Annotation items:
** begin **

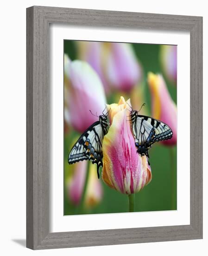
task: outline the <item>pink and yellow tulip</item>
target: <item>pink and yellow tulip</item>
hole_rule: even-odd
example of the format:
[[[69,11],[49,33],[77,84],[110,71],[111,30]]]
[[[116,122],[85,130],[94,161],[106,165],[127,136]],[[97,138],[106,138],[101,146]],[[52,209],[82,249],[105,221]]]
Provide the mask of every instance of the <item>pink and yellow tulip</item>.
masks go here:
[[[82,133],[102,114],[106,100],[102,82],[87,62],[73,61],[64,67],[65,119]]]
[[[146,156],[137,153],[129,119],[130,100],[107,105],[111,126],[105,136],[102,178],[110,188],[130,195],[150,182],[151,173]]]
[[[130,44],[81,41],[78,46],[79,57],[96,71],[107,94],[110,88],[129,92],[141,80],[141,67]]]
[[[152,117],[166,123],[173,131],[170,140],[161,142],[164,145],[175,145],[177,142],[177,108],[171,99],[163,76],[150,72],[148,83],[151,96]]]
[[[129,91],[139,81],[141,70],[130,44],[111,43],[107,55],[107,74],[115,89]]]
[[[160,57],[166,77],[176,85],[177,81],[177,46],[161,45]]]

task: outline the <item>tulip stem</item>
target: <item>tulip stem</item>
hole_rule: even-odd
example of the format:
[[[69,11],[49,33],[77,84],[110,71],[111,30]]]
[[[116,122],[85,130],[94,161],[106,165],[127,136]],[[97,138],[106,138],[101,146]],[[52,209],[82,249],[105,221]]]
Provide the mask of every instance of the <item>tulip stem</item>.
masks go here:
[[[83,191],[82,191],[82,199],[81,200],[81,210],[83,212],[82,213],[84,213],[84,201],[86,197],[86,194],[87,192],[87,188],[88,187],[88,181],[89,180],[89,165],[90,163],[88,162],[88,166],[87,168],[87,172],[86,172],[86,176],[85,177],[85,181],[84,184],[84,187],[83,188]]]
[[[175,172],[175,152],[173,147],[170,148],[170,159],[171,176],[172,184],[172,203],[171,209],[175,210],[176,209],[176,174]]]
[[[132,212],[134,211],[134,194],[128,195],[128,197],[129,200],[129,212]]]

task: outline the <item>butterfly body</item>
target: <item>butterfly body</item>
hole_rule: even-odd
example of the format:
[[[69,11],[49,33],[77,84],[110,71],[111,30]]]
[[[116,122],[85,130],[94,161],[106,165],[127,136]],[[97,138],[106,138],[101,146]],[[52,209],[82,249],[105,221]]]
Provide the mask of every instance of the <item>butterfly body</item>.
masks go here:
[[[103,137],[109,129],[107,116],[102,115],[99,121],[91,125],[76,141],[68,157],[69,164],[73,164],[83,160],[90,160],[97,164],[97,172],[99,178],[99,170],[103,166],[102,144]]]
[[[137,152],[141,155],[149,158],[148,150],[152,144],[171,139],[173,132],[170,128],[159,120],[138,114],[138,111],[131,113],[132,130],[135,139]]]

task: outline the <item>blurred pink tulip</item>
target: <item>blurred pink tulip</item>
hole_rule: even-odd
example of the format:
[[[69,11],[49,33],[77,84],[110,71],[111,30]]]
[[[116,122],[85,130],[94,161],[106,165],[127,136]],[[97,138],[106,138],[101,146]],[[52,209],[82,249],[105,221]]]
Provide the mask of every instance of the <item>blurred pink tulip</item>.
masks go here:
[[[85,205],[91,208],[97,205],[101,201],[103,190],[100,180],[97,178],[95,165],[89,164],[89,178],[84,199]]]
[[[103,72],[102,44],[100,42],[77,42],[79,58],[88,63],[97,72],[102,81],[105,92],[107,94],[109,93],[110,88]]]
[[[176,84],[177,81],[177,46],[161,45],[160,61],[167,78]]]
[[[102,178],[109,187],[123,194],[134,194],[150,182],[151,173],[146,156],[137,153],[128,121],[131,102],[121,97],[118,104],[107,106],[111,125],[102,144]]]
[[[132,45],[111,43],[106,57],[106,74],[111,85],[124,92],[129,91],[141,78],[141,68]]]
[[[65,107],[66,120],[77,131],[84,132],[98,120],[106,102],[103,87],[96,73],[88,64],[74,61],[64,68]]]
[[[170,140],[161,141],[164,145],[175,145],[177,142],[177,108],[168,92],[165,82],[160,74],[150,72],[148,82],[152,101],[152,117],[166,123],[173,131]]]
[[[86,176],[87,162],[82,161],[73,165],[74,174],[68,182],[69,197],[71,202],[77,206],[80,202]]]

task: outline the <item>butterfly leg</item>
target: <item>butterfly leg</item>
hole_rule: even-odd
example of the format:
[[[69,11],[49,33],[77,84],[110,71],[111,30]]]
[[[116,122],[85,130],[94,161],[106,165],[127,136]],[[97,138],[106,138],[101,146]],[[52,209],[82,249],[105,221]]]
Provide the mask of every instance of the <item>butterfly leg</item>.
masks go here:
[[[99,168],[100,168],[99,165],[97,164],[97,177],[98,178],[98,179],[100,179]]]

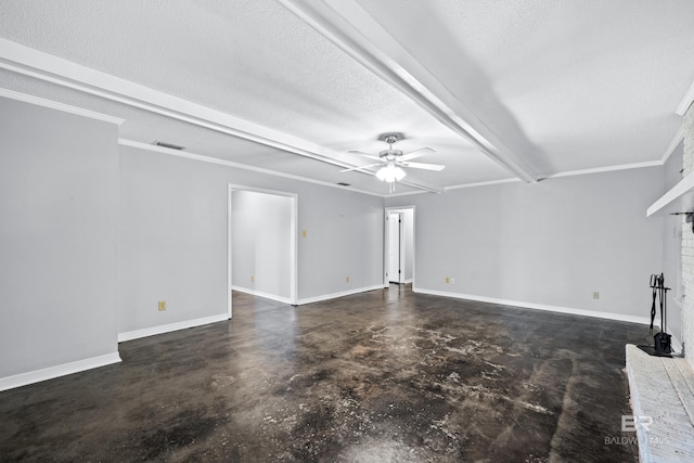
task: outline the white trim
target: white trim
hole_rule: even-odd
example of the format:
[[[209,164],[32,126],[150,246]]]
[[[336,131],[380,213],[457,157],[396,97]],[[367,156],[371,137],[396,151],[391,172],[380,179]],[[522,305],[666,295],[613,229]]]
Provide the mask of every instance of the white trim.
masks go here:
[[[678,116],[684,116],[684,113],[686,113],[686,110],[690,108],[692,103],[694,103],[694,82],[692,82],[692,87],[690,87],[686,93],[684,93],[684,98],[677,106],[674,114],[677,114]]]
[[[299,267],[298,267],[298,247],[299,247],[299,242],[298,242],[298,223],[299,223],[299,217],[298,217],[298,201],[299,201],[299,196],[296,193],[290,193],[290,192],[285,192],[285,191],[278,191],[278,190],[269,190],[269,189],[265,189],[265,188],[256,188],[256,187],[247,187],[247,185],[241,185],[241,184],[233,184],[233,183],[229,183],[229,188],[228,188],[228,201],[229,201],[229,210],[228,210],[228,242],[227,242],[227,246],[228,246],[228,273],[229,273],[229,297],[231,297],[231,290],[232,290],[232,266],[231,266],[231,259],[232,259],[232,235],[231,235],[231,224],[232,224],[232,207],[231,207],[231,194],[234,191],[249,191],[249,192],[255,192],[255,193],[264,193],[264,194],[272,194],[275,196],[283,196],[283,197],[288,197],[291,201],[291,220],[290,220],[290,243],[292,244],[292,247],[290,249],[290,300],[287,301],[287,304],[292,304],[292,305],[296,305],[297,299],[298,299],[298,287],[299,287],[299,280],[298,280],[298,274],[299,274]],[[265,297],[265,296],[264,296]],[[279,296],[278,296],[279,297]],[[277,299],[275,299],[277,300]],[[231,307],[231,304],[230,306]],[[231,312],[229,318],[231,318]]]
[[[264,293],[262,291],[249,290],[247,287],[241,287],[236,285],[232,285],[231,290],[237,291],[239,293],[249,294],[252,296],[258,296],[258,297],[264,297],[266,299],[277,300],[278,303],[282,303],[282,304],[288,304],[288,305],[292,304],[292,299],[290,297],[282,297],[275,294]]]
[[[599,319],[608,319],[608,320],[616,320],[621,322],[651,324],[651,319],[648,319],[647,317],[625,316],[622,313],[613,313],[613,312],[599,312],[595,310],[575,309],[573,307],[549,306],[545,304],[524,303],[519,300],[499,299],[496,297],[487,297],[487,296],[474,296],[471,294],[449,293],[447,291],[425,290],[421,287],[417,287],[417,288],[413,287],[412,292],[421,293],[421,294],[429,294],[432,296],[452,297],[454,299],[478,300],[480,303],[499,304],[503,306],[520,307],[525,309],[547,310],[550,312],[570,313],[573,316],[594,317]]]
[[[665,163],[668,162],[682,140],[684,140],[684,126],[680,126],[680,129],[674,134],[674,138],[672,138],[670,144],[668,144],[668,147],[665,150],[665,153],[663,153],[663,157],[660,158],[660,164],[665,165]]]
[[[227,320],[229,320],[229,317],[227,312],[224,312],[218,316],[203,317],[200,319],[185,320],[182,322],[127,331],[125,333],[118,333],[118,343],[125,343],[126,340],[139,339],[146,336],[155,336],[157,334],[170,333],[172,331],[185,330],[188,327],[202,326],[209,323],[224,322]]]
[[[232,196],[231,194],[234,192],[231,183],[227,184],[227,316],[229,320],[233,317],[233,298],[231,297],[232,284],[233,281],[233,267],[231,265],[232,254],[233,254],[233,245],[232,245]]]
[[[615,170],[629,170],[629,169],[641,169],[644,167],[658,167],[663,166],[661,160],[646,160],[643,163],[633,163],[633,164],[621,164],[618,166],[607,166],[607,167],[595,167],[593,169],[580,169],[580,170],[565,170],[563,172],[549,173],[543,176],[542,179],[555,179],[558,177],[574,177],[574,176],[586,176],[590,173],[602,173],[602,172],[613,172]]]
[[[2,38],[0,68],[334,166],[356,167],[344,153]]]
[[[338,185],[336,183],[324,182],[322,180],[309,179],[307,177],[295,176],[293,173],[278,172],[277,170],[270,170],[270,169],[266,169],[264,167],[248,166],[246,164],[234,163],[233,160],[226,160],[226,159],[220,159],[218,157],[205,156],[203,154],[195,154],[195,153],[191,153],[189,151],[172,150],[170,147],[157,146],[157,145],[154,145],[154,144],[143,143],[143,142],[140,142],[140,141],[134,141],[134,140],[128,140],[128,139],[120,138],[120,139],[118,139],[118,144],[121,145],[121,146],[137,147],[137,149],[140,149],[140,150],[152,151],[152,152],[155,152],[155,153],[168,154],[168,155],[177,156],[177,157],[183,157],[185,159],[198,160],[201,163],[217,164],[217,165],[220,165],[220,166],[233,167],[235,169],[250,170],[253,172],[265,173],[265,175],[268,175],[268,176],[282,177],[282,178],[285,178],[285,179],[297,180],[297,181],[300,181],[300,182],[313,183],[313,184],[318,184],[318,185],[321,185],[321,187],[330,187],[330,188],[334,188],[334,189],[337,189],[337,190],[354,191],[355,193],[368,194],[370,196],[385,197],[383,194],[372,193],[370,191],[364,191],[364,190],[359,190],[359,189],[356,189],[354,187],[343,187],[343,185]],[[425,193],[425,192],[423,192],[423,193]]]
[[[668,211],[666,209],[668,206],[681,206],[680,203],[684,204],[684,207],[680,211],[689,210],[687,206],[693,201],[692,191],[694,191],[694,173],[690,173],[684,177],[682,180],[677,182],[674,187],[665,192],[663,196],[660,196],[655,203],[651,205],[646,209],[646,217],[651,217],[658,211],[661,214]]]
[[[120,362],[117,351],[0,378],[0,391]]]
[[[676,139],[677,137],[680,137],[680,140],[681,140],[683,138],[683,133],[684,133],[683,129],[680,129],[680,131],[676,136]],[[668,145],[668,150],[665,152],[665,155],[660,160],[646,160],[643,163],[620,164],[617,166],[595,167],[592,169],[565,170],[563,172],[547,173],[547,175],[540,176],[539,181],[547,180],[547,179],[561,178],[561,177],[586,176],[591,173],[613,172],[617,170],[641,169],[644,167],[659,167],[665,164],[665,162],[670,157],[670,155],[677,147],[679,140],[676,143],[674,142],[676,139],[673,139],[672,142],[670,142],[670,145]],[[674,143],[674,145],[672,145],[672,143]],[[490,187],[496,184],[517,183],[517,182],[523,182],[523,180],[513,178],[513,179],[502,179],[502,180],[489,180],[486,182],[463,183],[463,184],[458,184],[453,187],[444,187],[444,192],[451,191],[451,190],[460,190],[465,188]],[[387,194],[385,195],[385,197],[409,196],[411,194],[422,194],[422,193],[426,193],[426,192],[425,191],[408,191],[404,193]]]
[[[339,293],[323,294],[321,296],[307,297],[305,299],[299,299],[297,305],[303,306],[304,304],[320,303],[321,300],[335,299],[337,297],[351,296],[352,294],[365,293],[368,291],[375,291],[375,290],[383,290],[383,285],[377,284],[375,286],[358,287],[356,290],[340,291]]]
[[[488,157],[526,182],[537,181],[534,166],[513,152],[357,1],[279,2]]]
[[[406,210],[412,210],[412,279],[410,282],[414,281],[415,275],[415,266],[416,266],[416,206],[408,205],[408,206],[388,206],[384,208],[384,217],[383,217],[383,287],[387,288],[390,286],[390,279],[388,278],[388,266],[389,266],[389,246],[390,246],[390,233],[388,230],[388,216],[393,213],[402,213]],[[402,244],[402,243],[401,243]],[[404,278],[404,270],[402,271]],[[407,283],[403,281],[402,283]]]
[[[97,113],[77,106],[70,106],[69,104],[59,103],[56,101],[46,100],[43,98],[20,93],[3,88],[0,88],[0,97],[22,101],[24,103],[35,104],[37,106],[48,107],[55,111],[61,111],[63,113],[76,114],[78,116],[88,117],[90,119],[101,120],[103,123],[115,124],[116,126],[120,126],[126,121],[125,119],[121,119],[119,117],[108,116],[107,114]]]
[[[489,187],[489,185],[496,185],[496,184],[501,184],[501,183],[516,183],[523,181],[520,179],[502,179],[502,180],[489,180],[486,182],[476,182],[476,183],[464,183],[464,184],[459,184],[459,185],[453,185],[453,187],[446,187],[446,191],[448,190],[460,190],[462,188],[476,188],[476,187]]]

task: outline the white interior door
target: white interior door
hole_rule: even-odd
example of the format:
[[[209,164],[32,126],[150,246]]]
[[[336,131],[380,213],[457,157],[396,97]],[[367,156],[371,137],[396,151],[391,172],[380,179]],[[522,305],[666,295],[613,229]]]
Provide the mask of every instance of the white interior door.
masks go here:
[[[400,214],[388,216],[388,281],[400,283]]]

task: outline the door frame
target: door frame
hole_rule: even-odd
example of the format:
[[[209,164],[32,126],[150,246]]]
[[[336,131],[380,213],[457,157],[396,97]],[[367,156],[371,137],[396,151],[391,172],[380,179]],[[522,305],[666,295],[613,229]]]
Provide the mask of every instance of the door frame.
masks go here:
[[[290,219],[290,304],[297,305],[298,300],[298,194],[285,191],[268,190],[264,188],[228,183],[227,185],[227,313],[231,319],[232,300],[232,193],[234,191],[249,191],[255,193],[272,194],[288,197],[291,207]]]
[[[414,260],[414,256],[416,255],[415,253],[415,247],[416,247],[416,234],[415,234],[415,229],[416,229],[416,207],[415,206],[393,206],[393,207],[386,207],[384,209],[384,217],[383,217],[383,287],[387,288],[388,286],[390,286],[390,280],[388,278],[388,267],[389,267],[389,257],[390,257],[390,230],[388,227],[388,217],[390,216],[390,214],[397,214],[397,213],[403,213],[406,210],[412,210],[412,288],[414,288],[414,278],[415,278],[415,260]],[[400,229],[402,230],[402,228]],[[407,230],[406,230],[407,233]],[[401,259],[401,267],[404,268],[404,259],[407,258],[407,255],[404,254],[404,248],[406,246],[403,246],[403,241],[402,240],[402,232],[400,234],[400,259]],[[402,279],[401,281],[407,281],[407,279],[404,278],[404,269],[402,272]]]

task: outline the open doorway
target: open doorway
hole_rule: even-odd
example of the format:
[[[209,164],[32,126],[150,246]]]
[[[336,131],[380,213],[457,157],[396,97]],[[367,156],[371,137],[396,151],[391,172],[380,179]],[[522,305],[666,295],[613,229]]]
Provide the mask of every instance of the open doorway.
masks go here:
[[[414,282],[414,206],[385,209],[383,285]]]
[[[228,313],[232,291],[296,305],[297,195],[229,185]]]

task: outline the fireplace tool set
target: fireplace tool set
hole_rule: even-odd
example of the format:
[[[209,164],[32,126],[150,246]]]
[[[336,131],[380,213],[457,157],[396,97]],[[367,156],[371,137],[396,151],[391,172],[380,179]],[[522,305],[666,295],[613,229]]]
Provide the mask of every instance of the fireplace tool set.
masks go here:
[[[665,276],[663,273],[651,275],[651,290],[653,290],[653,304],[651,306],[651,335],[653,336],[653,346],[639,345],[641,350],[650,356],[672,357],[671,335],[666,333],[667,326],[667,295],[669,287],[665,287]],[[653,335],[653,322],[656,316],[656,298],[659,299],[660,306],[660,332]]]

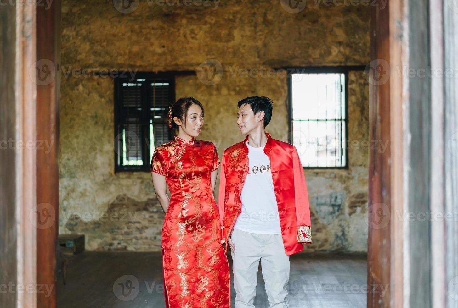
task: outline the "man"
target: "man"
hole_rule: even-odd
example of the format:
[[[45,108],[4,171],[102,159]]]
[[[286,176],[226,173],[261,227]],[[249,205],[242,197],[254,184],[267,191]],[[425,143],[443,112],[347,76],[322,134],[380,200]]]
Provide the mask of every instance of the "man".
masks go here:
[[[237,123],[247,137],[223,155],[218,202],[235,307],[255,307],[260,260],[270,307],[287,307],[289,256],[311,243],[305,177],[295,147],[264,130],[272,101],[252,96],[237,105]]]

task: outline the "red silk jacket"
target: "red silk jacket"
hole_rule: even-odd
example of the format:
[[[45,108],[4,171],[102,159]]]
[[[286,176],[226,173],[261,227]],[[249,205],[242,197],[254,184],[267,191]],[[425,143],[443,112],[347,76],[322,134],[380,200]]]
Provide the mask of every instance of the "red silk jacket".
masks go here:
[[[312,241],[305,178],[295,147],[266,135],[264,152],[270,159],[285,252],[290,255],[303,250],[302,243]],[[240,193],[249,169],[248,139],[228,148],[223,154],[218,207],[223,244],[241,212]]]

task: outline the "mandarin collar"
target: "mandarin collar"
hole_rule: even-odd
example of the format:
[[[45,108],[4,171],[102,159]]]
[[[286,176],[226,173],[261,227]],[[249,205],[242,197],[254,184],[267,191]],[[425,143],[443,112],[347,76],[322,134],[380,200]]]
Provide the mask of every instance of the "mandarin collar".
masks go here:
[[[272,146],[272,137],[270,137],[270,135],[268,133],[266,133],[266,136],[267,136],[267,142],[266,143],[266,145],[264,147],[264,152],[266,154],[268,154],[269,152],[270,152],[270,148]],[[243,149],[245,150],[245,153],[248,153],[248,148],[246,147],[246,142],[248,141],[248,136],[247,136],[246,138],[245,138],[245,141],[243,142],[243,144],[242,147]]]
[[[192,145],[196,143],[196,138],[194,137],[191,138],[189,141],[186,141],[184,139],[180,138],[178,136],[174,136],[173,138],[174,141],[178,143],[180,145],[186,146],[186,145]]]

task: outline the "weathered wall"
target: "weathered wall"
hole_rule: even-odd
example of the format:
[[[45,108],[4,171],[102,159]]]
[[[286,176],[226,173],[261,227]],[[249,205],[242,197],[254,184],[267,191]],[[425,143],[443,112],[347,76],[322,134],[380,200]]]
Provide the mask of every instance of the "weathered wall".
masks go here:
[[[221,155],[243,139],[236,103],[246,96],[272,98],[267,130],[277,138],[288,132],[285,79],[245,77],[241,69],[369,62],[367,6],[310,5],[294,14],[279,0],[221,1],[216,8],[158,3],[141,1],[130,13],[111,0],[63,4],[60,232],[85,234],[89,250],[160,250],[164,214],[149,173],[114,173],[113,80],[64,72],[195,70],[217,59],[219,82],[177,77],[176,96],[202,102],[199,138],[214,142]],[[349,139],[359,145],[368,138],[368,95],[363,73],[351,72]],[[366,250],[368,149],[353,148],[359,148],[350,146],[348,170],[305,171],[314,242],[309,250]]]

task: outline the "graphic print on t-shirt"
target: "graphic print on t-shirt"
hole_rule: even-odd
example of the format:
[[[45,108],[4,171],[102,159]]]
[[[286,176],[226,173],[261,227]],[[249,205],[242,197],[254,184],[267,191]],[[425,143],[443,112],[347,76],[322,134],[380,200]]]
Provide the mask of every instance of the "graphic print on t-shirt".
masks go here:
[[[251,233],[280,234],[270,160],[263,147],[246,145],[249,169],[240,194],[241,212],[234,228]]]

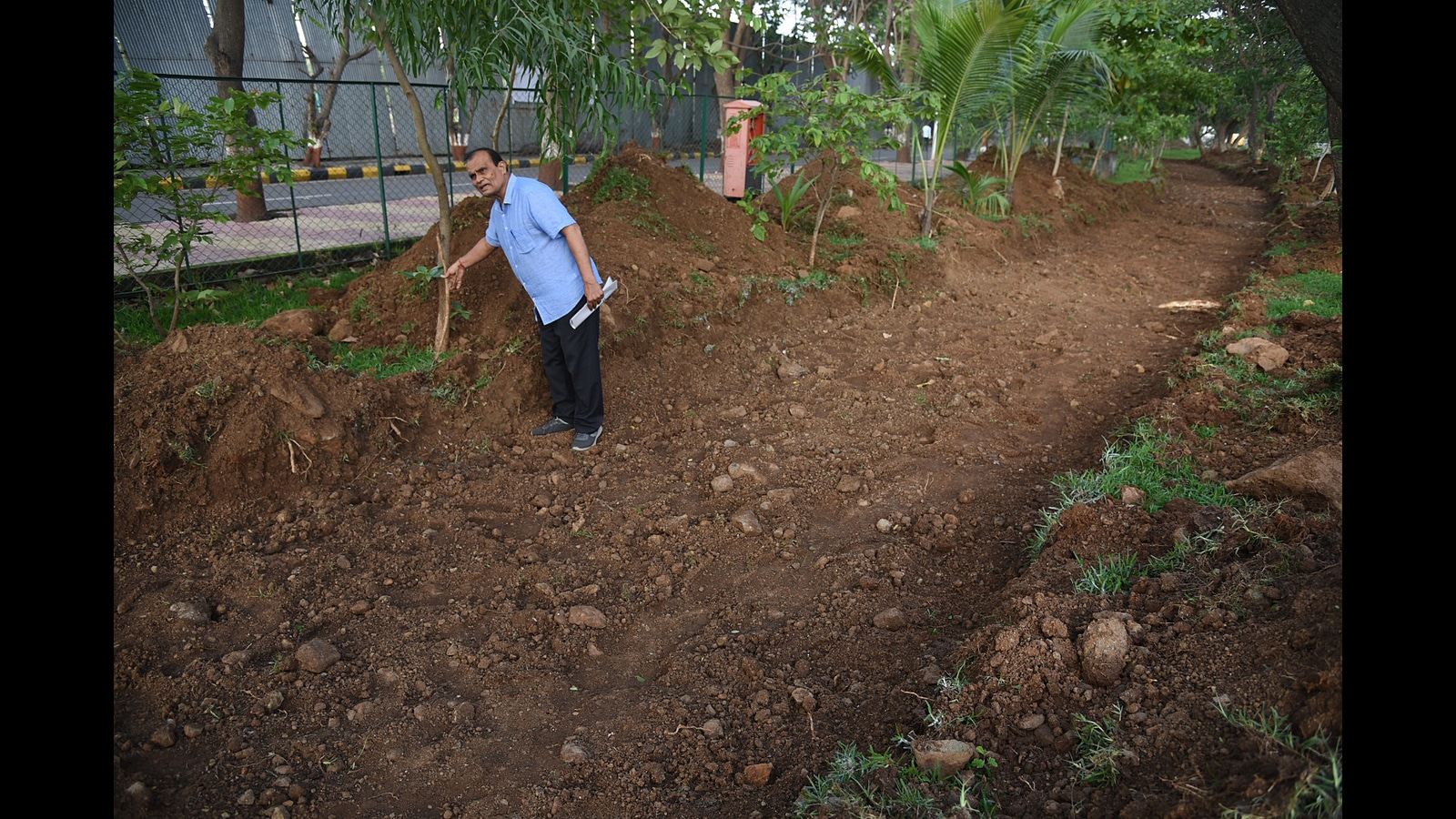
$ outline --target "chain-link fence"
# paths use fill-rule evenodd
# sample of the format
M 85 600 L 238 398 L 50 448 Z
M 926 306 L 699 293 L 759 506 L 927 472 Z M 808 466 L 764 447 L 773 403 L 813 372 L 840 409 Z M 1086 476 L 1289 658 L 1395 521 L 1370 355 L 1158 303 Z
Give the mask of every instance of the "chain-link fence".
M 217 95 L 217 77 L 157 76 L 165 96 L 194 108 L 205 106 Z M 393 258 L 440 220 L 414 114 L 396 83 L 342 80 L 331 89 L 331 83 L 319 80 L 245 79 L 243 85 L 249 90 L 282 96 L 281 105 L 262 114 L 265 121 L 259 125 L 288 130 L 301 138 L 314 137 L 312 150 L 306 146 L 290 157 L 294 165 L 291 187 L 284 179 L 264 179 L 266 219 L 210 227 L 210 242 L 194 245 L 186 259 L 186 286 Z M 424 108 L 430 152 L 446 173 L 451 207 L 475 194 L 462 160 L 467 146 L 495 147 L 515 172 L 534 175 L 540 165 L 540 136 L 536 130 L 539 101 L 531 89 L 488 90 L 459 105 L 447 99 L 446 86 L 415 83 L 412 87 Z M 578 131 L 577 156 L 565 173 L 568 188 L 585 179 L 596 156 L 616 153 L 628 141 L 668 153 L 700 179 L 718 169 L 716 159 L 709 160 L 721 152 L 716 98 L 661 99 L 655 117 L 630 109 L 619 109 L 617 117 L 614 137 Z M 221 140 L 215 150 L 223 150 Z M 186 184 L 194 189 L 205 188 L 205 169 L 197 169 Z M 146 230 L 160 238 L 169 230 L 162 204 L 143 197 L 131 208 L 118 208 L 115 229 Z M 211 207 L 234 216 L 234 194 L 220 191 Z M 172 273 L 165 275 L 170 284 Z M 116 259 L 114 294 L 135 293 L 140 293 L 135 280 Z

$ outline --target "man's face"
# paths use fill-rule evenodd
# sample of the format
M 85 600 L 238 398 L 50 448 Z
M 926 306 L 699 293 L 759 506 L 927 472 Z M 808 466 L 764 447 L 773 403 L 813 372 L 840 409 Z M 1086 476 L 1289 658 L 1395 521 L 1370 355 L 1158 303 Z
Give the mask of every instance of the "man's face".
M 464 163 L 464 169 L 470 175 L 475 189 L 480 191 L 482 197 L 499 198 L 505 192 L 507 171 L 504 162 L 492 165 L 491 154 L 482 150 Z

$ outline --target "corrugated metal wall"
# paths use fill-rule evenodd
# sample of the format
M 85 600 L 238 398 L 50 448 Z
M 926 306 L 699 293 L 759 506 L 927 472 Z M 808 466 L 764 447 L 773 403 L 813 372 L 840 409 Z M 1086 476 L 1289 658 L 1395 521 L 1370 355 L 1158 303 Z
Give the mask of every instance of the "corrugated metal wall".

** end **

Exercise requirements: Scale the items from their start up to and including the line with "[[[160,57],[166,77],[176,85],[177,81],[177,46],[161,45]]]", reproducing every line in that span, requests included, but multiply each mask coordinate by 2.45 and round to the nearest whole number, with halves rounding up; keep the format samples and requests unchanged. Leave the pictures out of your answer.

Written answer:
task: outline the <item>pink and yellow tulip</item>
target: <item>pink and yellow tulip</item>
hole_rule: even-odd
example of the format:
[[[69,11],[49,33],[77,84],[110,71],[111,30]]]
[[[116,122],[85,130],[94,161],[106,165],[127,136]],[[97,138],[106,138],[101,146]],[[52,209],[82,249],[105,221]]]
Provide the mask of every instance of the <item>pink and yellow tulip</item>.
masks go here:
[[[201,326],[250,279],[260,245],[250,201],[213,152],[179,149],[157,164],[159,292]]]
[[[358,382],[336,375],[316,292],[319,245],[262,257],[272,309],[257,333],[250,436],[270,461],[319,478],[368,446],[370,424]]]
[[[319,108],[198,100],[191,113],[194,140],[235,174],[262,230],[270,216],[316,225],[345,196],[345,164]]]
[[[372,287],[407,301],[424,321],[417,343],[394,348],[402,355],[429,355],[434,348],[434,265],[419,243],[399,186],[368,176],[363,203],[370,235]]]
[[[316,223],[341,198],[345,172],[319,108],[272,105],[262,135],[262,181],[282,218]]]
[[[392,140],[407,189],[431,208],[434,198],[434,113],[394,110]]]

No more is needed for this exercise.